PASSAGE FOR REVIEW:
• • • •

[Random-bits] Huffington Post: A few important stories that are not news (in the US)

James Love james.love@keionline.org
Wed Jun 25 14:08:01 2008


http://www.huffingtonpost.com/james-love/a-few-important-stories-t_b_109122.html

A few important stories that are not news (in the US)

Posted June 25, 2008 | 10:22 AM (EST)

A blog on the news that is not reported in the US could be much
longer. This is only about a few items involving global intellectual
property negotiations.

The World Intellectual Property Organization

Beginning in 2004, the World Intellectual Property Organization
(WIPO), the specialized UN agency dealing with patents, copyrights and
other types of intellectual property rights, underwent a huge
upheaval. Once almost entirely a tool of special interests in the
pharmaceutical, entertainment and publishing industries, WIPO is
emerging as forum for real debates over global intellectual property
policy. Proposals for ill conceived treaties on patent harmonization
and the protection of broadcasting organizations were blocked, the
first by developing countries, and the second by a coalition of
developing countries, civil society NGOs, and innovative businesses.

• • • •

Reproduce the blog post on intellectual property negotiations between "Beginning in 2004, the" and "and innovative businesses.", inclusive, substituting "the Organization" for "WIPO". The material is not needed for this work.

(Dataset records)
• • • •

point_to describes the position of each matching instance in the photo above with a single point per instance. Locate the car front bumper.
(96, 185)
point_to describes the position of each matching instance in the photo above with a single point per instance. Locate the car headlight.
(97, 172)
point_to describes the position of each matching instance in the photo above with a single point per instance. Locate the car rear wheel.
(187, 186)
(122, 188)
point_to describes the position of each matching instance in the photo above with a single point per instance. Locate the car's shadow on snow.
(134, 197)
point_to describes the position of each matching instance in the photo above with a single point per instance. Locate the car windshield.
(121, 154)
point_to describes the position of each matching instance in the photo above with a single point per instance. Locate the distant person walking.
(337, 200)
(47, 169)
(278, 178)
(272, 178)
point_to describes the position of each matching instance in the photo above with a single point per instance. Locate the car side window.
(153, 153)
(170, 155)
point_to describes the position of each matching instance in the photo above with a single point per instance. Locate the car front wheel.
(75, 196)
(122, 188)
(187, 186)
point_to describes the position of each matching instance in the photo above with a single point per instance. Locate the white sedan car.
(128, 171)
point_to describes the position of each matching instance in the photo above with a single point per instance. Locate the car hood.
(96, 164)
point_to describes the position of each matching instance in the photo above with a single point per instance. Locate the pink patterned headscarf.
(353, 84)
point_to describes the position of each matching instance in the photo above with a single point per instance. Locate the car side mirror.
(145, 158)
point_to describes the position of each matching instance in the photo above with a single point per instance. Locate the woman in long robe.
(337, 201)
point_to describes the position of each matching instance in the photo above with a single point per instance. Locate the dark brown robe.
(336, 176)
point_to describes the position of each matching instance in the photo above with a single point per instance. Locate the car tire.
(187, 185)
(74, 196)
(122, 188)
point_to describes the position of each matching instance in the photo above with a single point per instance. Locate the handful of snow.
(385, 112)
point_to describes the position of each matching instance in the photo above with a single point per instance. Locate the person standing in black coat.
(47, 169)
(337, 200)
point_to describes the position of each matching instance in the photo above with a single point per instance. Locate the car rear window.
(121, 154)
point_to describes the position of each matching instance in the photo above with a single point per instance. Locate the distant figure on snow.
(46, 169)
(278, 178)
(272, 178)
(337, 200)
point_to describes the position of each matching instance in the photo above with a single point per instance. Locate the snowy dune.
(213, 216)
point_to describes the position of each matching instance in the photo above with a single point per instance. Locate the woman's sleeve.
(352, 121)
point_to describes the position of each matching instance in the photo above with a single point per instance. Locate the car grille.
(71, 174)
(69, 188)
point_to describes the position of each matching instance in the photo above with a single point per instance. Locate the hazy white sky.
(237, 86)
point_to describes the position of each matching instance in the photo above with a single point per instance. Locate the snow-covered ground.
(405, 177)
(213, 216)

• • • •

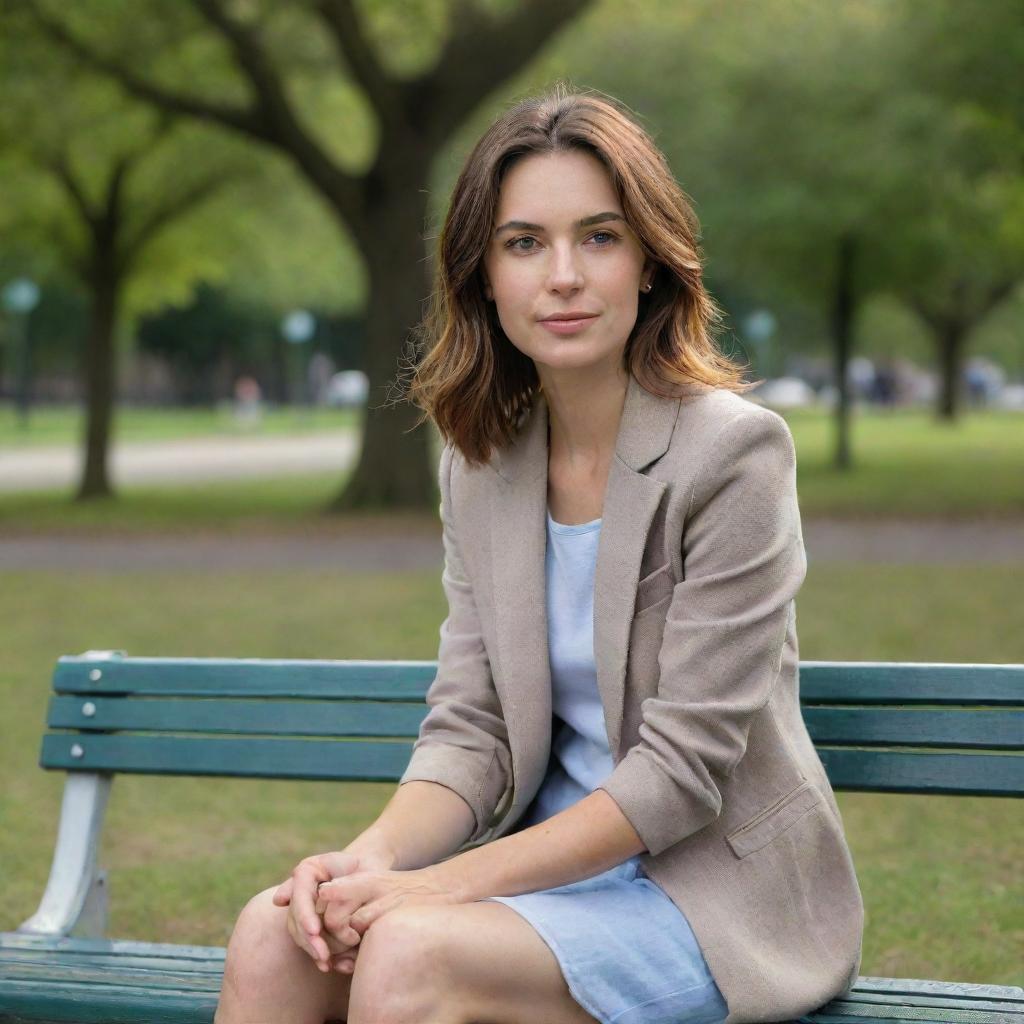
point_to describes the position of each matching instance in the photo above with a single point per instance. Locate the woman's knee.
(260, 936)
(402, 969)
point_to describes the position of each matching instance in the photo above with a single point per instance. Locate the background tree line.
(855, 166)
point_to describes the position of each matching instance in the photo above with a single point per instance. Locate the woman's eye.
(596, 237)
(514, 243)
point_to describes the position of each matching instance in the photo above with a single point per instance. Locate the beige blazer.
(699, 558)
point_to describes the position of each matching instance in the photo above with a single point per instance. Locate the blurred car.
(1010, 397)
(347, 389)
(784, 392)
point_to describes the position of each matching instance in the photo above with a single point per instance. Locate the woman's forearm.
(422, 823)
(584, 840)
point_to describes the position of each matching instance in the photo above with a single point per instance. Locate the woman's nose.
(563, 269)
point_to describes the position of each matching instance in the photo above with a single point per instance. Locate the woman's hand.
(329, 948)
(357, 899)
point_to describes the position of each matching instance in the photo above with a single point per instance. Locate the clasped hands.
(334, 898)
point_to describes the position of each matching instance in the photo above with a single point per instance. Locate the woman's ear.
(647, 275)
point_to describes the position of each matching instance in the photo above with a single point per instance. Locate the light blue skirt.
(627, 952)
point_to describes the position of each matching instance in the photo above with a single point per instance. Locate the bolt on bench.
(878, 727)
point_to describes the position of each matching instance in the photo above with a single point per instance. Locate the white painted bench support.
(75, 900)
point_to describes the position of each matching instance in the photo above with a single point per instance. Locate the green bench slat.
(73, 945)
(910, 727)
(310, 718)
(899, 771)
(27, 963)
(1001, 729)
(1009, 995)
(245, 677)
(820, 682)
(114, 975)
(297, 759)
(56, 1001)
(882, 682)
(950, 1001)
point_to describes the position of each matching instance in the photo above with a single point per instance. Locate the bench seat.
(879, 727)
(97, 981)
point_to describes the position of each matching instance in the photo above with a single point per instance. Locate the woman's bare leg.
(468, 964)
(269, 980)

• • • •

RESULT OF THIS EXERCISE:
Beginning in 2004, the World Intellectual Property Organization
(the Organization), the specialized UN agency dealing with patents, copyrights and
other types of intellectual property rights, underwent a huge
upheaval. Once almost entirely a tool of special interests in the
pharmaceutical, entertainment and publishing industries, the Organization is
emerging as forum for real debates over global intellectual property
policy. Proposals for ill conceived treaties on patent harmonization
and the protection of broadcasting organizations were blocked, the
first by developing countries, and the second by a coalition of
developing countries, civil society NGOs, and innovative businesses.